Set exercise: The lines to be extracted begin at the line containing "the chair backrest?" and end at the last line of the data below; copy them exactly and leave out the pictures.

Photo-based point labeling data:
________

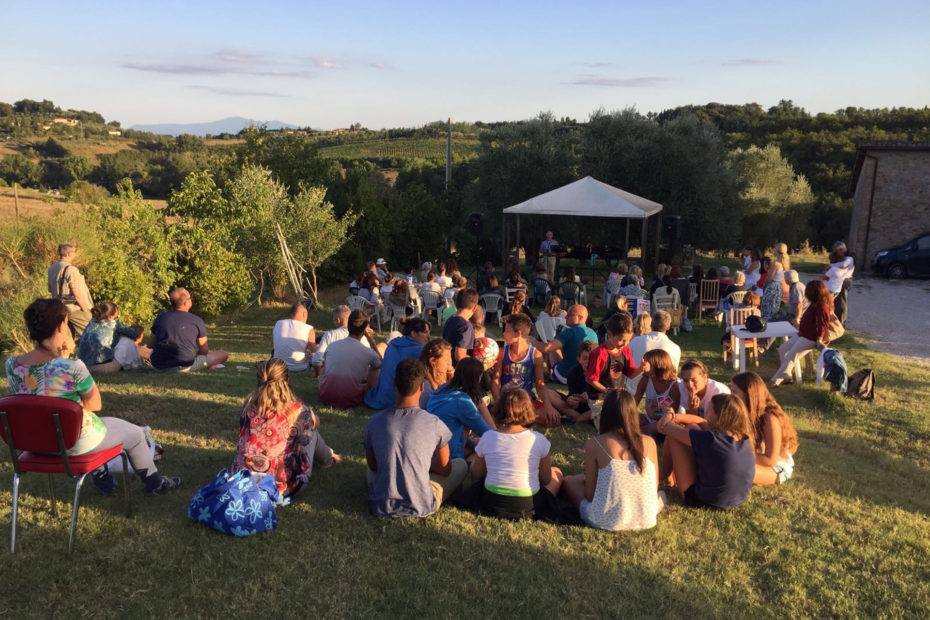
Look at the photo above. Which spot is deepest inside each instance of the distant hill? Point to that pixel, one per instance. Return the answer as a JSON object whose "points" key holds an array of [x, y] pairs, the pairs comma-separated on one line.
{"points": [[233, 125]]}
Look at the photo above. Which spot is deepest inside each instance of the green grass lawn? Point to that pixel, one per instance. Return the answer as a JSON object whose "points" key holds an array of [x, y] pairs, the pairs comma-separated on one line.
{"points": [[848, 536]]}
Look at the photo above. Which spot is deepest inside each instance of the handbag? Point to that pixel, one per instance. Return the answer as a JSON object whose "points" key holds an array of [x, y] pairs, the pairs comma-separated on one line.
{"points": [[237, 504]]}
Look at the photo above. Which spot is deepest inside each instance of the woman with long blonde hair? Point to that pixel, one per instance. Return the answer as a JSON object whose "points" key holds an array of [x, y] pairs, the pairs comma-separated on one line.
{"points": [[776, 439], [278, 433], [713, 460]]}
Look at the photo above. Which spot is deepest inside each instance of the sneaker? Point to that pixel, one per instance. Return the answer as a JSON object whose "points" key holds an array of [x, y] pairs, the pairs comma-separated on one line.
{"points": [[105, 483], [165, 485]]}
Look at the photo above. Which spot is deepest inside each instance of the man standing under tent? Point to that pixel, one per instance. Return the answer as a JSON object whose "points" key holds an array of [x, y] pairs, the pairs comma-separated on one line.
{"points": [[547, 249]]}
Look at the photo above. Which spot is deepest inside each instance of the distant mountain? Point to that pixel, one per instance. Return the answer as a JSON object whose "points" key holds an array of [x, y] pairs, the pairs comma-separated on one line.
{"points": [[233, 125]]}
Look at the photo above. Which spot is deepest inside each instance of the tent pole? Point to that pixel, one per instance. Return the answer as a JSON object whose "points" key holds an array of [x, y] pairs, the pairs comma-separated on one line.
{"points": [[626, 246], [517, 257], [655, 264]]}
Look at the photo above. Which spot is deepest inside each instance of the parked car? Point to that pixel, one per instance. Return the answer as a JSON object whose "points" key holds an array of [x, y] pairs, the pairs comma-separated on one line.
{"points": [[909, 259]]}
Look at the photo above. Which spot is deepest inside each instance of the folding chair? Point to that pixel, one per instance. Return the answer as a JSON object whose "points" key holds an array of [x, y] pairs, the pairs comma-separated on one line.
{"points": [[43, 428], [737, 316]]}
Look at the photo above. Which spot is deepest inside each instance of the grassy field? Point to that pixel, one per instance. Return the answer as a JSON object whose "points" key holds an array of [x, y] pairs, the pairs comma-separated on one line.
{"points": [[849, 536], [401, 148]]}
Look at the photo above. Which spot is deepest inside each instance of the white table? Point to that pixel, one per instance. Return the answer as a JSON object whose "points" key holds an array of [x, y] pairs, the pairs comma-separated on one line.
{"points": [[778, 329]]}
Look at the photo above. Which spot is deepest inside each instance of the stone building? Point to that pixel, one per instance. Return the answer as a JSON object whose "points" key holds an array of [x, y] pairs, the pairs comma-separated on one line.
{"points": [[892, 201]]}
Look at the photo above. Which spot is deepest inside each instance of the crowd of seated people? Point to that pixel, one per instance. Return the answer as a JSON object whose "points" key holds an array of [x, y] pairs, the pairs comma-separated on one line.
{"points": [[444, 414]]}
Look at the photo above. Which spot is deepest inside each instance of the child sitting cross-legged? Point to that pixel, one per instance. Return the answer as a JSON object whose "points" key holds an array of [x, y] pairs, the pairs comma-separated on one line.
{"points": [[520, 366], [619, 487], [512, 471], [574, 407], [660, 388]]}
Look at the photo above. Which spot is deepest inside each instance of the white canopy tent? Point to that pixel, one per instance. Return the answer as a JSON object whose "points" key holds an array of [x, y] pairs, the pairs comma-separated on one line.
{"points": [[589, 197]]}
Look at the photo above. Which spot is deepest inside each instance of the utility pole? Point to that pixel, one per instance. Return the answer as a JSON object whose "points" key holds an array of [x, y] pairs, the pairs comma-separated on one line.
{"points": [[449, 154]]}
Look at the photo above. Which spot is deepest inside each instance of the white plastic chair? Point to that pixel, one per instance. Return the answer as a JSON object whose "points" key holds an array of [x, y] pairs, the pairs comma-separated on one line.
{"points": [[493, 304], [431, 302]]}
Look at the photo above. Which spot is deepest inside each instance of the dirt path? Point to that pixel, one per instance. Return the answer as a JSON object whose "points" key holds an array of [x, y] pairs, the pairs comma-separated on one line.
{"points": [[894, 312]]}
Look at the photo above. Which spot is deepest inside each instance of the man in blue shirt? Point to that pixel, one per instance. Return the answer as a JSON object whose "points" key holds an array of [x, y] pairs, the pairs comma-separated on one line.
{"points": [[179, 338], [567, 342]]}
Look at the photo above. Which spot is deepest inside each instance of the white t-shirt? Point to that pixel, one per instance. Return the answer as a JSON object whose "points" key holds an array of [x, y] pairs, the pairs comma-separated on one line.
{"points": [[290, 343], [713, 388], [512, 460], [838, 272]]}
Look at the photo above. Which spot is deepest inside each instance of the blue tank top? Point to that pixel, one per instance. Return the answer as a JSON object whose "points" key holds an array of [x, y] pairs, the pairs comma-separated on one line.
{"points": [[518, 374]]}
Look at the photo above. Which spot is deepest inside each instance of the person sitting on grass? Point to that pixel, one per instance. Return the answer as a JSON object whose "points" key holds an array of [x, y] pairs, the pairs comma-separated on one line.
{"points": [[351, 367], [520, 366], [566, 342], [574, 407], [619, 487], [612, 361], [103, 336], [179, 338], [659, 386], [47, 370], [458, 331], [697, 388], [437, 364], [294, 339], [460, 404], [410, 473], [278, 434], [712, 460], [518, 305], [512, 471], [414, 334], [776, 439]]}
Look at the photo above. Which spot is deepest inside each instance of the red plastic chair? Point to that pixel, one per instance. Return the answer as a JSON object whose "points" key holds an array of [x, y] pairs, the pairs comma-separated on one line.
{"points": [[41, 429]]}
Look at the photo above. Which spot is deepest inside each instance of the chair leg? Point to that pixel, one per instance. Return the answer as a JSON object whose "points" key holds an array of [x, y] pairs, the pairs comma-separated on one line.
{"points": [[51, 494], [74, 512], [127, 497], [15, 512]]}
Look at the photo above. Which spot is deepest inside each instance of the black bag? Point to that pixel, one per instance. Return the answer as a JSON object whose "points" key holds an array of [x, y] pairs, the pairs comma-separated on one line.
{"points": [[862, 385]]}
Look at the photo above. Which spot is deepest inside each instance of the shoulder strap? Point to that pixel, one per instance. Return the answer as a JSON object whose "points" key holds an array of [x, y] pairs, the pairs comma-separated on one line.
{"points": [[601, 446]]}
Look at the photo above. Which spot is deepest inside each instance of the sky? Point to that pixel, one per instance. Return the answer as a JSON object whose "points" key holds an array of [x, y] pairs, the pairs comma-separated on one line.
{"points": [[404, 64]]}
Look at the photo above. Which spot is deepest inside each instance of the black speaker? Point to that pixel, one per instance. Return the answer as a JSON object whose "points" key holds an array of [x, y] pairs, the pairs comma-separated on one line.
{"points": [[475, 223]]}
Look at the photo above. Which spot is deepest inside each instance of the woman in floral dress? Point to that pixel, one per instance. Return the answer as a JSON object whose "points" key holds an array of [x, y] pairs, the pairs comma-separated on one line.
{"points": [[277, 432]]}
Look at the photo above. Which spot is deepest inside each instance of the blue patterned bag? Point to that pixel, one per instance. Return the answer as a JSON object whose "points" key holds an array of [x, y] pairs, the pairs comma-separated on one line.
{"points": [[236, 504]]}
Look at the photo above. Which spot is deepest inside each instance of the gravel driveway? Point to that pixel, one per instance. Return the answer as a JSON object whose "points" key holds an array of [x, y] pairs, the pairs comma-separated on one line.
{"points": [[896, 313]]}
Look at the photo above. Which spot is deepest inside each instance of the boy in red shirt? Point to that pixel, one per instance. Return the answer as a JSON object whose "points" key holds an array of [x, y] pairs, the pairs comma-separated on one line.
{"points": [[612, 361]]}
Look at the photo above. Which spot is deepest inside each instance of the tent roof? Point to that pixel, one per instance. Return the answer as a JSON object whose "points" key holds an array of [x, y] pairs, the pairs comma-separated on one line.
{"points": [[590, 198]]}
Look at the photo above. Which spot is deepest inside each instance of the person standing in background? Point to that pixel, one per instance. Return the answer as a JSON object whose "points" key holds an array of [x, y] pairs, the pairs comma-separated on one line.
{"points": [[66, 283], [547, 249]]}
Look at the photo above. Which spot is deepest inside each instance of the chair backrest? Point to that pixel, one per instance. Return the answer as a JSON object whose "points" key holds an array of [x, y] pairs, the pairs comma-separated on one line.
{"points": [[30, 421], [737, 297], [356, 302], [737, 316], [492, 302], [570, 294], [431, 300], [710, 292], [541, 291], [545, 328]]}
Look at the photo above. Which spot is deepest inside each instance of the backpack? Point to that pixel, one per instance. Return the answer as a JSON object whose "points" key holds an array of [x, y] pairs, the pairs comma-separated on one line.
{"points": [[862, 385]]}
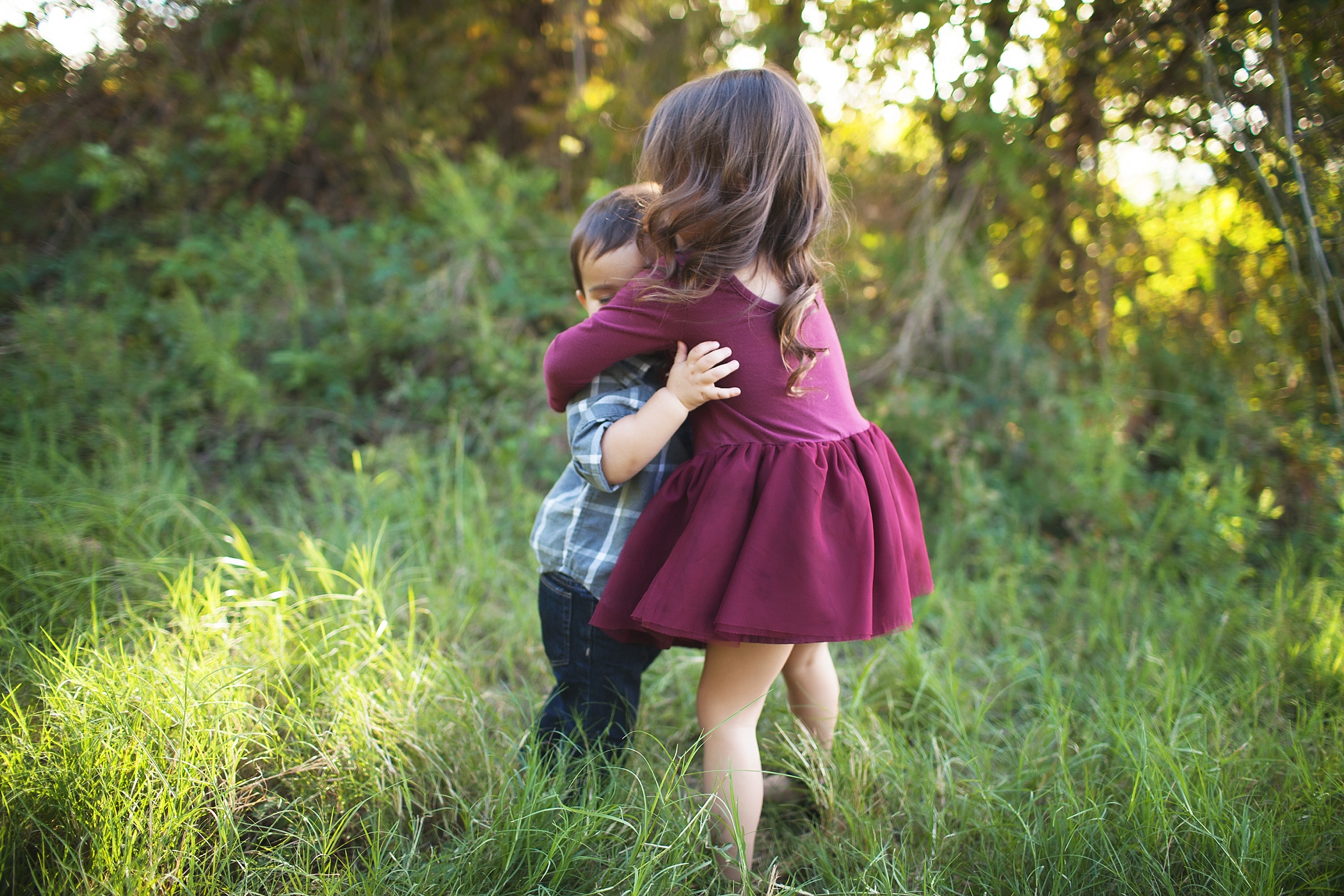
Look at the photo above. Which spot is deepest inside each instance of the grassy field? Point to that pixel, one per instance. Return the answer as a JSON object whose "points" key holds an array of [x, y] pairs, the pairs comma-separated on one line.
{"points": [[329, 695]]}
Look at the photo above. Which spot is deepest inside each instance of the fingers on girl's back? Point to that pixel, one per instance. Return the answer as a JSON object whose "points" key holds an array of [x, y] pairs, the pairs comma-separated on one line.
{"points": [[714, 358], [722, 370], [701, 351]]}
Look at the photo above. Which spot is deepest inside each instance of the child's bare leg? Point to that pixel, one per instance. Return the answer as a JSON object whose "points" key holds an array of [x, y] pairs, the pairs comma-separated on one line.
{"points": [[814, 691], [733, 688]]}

________

Task answer:
Look at the photo above. Which spot is deepest inside each instance of the chair backrest? Point to that pixel, one per instance. Return the answer as a JSON object whose "points" key holds an array of [x, y] pairs, the pairs comma-separated on one line.
{"points": [[30, 421], [737, 297], [356, 302], [737, 316], [492, 302], [570, 294], [431, 300], [710, 292], [541, 291], [545, 328]]}
Look at the photo above. Which spot is deepest inside each instance of the backpack? Point to that pixel, one per instance. Return the answer as a JSON object whose "points" key holds an array of [x, y] pairs, the pairs comma-separated on one line.
{"points": [[862, 385]]}
Look at the photo above. Which spot is deepest inside each instance of the grassy field? Point to that pixel, one per instance. Return the answer as a JSON object whose "points" key holds an array of [x, y] pairs, the pairs comma-separated on one line.
{"points": [[329, 695]]}
Look at the photo above. Which spot is deepest inside each instance of the fingers on girl's back? Point to that pixel, one per instance. Return the answer as a JSON object whose "points" key holds an array of [x, y] pairs, the pairs comma-separated on one line.
{"points": [[714, 358], [722, 370], [701, 351]]}
Look at the photo above. Which spot is deepest inside each instance of the child's bare leg? Point to that pixel, one per instance. Return the answer as a JSON object whose "points" key holds an array of [x, y] pairs, the pairs comma-separated on one line.
{"points": [[814, 691], [733, 688]]}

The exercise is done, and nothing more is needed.